EXERCISE TASKS:
A - Rewrite the paragraph of the pod metrics notes that begins "Migration 00005_pod_metrics.sql" as a brief list, retaining its main facts.
B - Answer these questions using the pod metrics notes, one answer per line, each marked like its question:
(i) What retention period applies to the pro plan?
(ii) Which endpoint returns the bucketed time-series?
(iii) Which charting library supplies the time-series in the pod detail drawer or modal?
C - Continue the pod metrics notes, starting after their last sentence.
[start of TEXT SHOWN]
Usage: call mc.MetricsV1beta1().PodMetricses("").List(...) (mirrors existing nodeUsage), join to pods by namespace/name. Best-effort — zero when metrics-server absent or RBAC not escalated. Pod metrics may require the escalated role (see §8); degrade gracefully.

6.3 Control-plane

Migration 00005_pod_metrics.sql: append-only pod_metrics (cluster_id, namespace, name, recorded_at, cpu_usage_milli, mem_usage_bytes, cpu_request_milli, cpu_limit_milli, mem_request_bytes, mem_limit_bytes). Add the usage/request/limit columns to pods for “latest” reads.
Reuse the metrics retention/plan-gating pattern from metrics_api.go (free 24h / pro 7d / enterprise 30d).
Endpoints: GET /v1/clusters/{id}/pods/{namespace}/{name} (detail incl. latest usage), GET /v1/clusters/{id}/pods/{namespace}/{name}/metrics (bucketed time-series).

6.4 Dashboard

Pod detail drawer/modal: usage tiles (CPU/mem usage vs request/limit, % bars), Recharts time-series (reuse components/charts/), restart/age/owner metadata.
Add CPU/Mem columns to the /pods table (sortable).
[end of TEXT SHOWN]
[start of DATA SECTION]
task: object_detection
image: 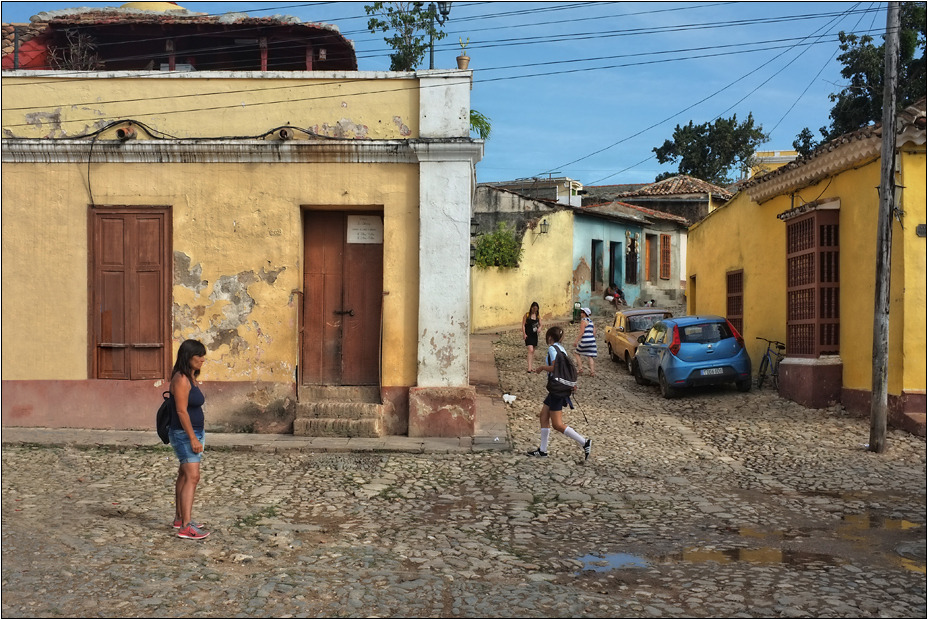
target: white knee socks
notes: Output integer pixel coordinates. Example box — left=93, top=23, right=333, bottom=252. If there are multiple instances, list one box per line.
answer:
left=564, top=426, right=586, bottom=448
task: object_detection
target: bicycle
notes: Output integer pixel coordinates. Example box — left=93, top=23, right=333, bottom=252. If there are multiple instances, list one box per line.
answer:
left=757, top=336, right=786, bottom=390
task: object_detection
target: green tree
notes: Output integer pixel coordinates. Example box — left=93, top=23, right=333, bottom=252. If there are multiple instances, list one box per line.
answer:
left=793, top=127, right=818, bottom=157
left=364, top=2, right=445, bottom=71
left=470, top=110, right=492, bottom=140
left=474, top=222, right=522, bottom=269
left=793, top=2, right=926, bottom=152
left=652, top=114, right=767, bottom=185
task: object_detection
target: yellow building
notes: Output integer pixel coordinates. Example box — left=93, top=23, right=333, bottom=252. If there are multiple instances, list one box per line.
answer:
left=2, top=3, right=483, bottom=436
left=687, top=99, right=926, bottom=434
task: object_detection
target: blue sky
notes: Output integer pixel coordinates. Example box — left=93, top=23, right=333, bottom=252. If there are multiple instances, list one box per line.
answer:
left=2, top=0, right=886, bottom=185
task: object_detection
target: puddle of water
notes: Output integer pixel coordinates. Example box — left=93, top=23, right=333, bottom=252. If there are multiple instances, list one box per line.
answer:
left=577, top=547, right=844, bottom=573
left=661, top=547, right=844, bottom=566
left=577, top=553, right=648, bottom=573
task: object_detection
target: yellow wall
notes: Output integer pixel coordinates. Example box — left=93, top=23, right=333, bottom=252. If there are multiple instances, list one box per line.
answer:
left=686, top=192, right=789, bottom=367
left=687, top=150, right=926, bottom=395
left=2, top=163, right=419, bottom=385
left=2, top=74, right=419, bottom=140
left=890, top=147, right=928, bottom=391
left=470, top=210, right=573, bottom=331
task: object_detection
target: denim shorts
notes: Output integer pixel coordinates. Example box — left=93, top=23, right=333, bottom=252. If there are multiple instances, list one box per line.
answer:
left=170, top=428, right=206, bottom=465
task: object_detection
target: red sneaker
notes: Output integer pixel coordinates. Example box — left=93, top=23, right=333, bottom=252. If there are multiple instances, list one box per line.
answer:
left=177, top=522, right=209, bottom=540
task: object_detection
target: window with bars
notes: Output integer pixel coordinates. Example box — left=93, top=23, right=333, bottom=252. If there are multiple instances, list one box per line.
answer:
left=725, top=270, right=744, bottom=334
left=786, top=209, right=840, bottom=357
left=661, top=235, right=670, bottom=280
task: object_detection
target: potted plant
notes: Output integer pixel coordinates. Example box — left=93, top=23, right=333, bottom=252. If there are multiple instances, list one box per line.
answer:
left=457, top=37, right=470, bottom=70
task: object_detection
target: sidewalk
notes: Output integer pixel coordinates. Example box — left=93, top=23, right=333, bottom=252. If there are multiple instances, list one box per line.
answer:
left=2, top=332, right=512, bottom=454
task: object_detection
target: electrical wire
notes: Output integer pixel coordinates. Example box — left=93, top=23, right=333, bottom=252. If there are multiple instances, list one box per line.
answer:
left=2, top=37, right=856, bottom=112
left=541, top=3, right=859, bottom=184
left=1, top=3, right=884, bottom=79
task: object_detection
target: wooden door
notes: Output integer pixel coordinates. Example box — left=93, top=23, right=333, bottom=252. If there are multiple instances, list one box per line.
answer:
left=91, top=208, right=171, bottom=380
left=301, top=216, right=383, bottom=385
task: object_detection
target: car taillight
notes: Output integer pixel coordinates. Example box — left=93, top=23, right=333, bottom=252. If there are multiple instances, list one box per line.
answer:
left=725, top=319, right=744, bottom=349
left=670, top=325, right=680, bottom=355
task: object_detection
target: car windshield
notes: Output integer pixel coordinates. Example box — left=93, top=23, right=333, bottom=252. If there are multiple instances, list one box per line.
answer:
left=628, top=314, right=664, bottom=332
left=679, top=323, right=732, bottom=344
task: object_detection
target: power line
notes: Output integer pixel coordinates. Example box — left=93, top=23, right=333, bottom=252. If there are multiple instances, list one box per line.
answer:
left=541, top=2, right=864, bottom=184
left=3, top=32, right=860, bottom=112
left=3, top=3, right=880, bottom=79
left=3, top=36, right=852, bottom=128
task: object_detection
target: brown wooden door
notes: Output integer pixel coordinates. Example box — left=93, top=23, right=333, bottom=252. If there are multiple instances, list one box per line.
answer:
left=91, top=209, right=170, bottom=379
left=301, top=216, right=383, bottom=385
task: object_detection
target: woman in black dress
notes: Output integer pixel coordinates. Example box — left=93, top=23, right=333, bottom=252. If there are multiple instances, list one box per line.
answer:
left=522, top=301, right=541, bottom=372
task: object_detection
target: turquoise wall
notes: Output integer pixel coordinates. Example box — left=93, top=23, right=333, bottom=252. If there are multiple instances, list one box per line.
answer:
left=573, top=214, right=644, bottom=306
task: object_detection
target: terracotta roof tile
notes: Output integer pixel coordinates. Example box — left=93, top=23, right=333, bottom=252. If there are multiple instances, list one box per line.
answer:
left=583, top=201, right=689, bottom=226
left=618, top=174, right=731, bottom=200
left=0, top=22, right=48, bottom=56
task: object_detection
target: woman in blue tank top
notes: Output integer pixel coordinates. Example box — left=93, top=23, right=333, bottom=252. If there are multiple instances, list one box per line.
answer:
left=170, top=340, right=209, bottom=540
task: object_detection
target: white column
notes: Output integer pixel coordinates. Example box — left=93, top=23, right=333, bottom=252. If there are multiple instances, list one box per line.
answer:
left=413, top=139, right=483, bottom=387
[end of DATA SECTION]
OUTPUTS BY TASK:
A -
- Migration 00005_pod_metrics.sql creates an append-only pod_metrics table.
- Its columns are cluster_id, namespace, name, recorded_at, cpu_usage_milli, mem_usage_bytes, cpu_request_milli, cpu_limit_milli, mem_request_bytes, and mem_limit_bytes.
- The usage, request, and limit columns are also added to pods for "latest" reads.

B -
(i) 7d.
(ii) GET /v1/clusters/{id}/pods/{namespace}/{name}/metrics.
(iii) Recharts.

C -
Phase 2 acceptance

Pod drawer shows live CPU/mem and request/limit; chart renders within plan retention window.
Clusters without metrics-server (or without escalated role) show “metrics unavailable” rather than erroring.

7. Phase 3 — Live Log Streaming

Outcome: From a pod, “View logs” opens a live tail of a chosen container, streamed browser←CP←agent.

7.1 Transport (new, reusable)

Agent↔CP: persistent WebSocket initiated by the agent (preserves outbound-only). Agent dials wss://<cp>/v1/agent/stream, authenticates with the agent key (X-Niro-Agent-Key), then multiplexes stream sessions. Coexists with existing long-poll commands; the command envelope (contract/command.go) is already designed transport-agnostic.
Log session lifecycle:
1. Browser calls POST /v1/clusters/{id}/pods/{ns}/{name}/logs {container, follow, tailLines, sinceSeconds} → CP returns a streamId.
2. CP sends a start-log-stream frame to that cluster’s agent over the WS.
3. Agent runs cs.CoreV1().Pods(ns).GetLogs(name, &PodLogOptions{Follow:true,...}).Stream(ctx) and pushes chunks back over the WS, tagged streamId.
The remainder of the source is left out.